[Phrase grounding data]
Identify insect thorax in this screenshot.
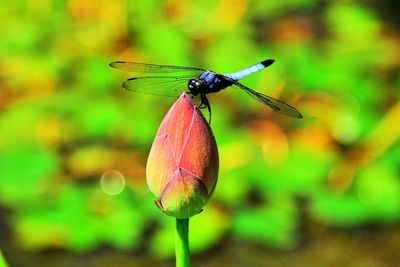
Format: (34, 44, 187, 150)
(188, 72, 233, 95)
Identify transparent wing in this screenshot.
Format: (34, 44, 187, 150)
(232, 81, 303, 118)
(110, 61, 206, 77)
(122, 76, 192, 97)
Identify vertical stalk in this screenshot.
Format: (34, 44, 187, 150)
(175, 218, 191, 267)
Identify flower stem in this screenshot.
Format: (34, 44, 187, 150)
(175, 218, 191, 267)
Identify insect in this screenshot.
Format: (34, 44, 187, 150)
(109, 59, 303, 121)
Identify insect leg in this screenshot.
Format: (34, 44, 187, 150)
(198, 94, 206, 109)
(200, 94, 212, 124)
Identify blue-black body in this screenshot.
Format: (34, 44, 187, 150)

→ WHAT THE EXERCISE ASKS: Restate the data word for word from its first line through the line with "Identify vertical stalk in this screenshot.", leaving out any picture along the way.

→ TASK SOLUTION:
Identify insect thorax in this screenshot.
Format: (34, 44, 187, 150)
(188, 72, 233, 95)
Identify transparent wing in this screenshot.
Format: (34, 44, 187, 150)
(232, 81, 303, 118)
(110, 61, 206, 77)
(122, 76, 192, 97)
Identify vertical stalk in this screenshot.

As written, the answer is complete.